Exercise brief
Please name the towns other than Florence where the summer programs page says key plague sites are also visited.

Text under study
Summer Programs
Global Medieval Studies Study Abroad Programs
Summer programs are cross-listed with the Global Medieval Studies program and can therefore count towards a major or minor.
Plague, Tuscany, & the Globalization of a Disease
Location: Fiesole, Italy
Length: 3 weeks
Arrive: June 26 | Depart: July 18
Faculty: Dr. Timothy Newfield and Dr. Elena Brizio
This class presents both micro and macro histories of the plague. On the one hand, you will learn about and visit multiple plague sites in Tuscany, private and public spaces (like hospitals, foundling homes, and churches) constructed to help contemporaries cope with the disease and medieval and early modern art that convey the magnitude of the mortality Italians witnessed firsthand. Florence in particular is used as an ‘open book’ on the premodern plague experience. Key plague sites are also visited in Lucca, Pisa, Prato, and Siena. Yet, on the other hand, the Black Death is presented not as an Italian or European disaster but as an Afro-Eurasian catastrophe. You will be introduced to plausible evidence of late medieval and early modern demographic ruin from regions as disparate as East Asia, Sub-Saharan Africa and Greenland.
This course is thus deeply multidisciplinary. It is at once a history, biology, and art history class. You will be introduced to the written and architectural sources for plague as well as to the evolutionary biology of Yersinia pestis, the bioarchaeology and detection of pre-laboratory disease, and the methods of the paleopathology and paleogenetic sciences. In other words, they come face-to-face with the urban fabric of premodern public health, the written record of mass death, and the bones of medieval plague victims.

Data extract
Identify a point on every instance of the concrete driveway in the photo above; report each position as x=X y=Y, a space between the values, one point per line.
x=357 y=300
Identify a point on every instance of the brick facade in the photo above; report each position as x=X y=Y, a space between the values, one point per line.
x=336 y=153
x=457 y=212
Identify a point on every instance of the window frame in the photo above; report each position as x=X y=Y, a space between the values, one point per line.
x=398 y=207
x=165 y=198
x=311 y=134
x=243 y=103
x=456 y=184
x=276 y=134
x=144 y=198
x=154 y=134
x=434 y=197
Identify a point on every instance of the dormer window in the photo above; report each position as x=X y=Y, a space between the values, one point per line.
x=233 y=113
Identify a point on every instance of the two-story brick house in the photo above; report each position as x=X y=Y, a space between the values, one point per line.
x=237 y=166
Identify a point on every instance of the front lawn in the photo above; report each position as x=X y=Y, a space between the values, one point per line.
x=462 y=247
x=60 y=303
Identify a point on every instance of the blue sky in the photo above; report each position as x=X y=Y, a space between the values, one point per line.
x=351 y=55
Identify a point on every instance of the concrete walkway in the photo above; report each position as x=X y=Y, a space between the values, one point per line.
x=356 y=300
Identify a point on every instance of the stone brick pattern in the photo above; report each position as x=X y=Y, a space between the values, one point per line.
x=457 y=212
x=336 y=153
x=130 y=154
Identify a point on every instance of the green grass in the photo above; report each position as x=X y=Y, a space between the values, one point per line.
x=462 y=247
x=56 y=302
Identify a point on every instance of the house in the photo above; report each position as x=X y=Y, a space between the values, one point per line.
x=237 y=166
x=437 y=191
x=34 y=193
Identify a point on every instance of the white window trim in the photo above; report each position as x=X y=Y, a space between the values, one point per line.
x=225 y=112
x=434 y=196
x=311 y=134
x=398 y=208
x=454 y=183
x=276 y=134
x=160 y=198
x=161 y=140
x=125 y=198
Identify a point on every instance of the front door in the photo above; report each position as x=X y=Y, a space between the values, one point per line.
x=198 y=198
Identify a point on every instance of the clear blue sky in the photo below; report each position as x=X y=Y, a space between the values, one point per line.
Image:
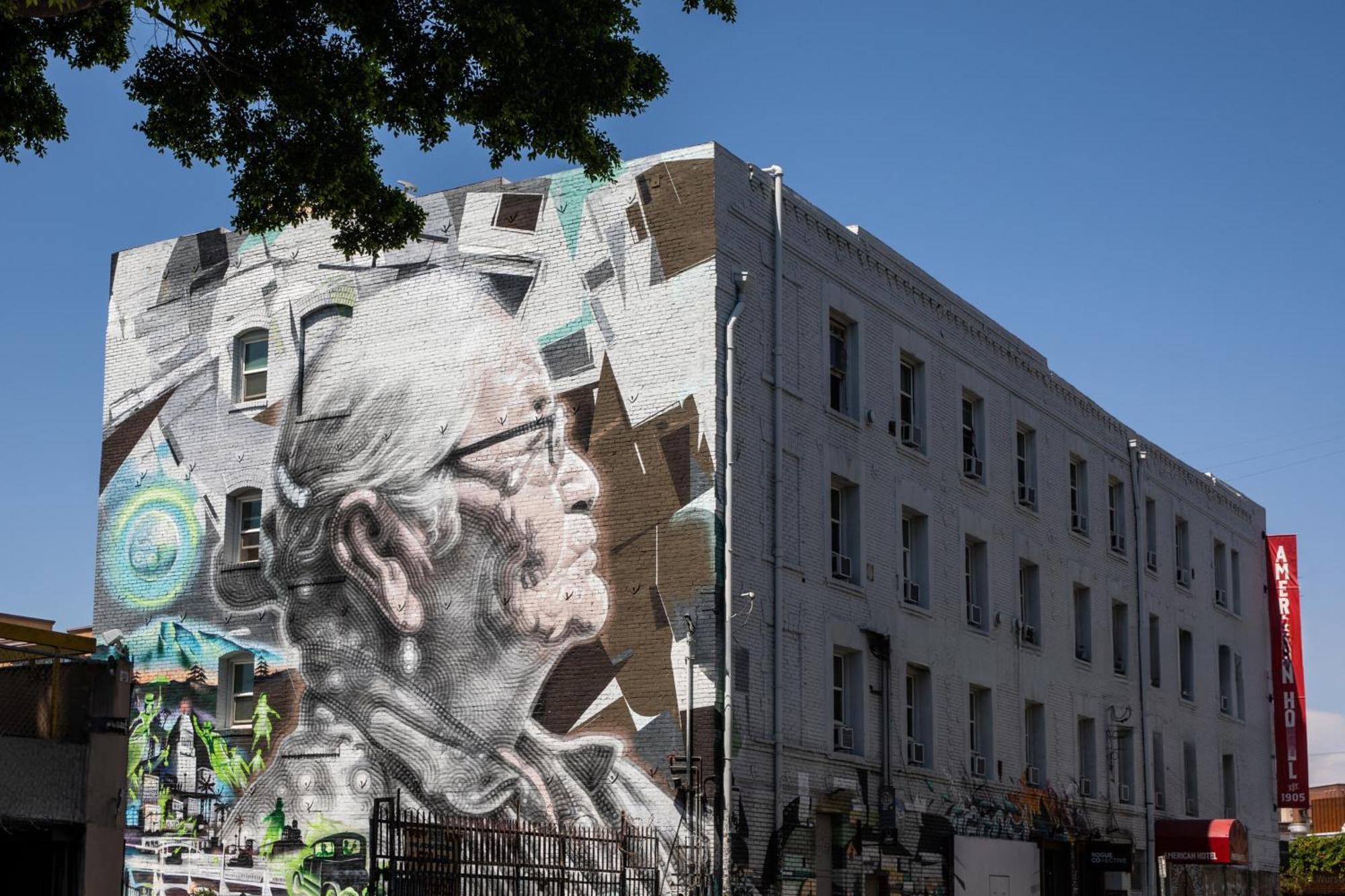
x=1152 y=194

Output of the task
Lucca, Pisa, Prato, and Siena.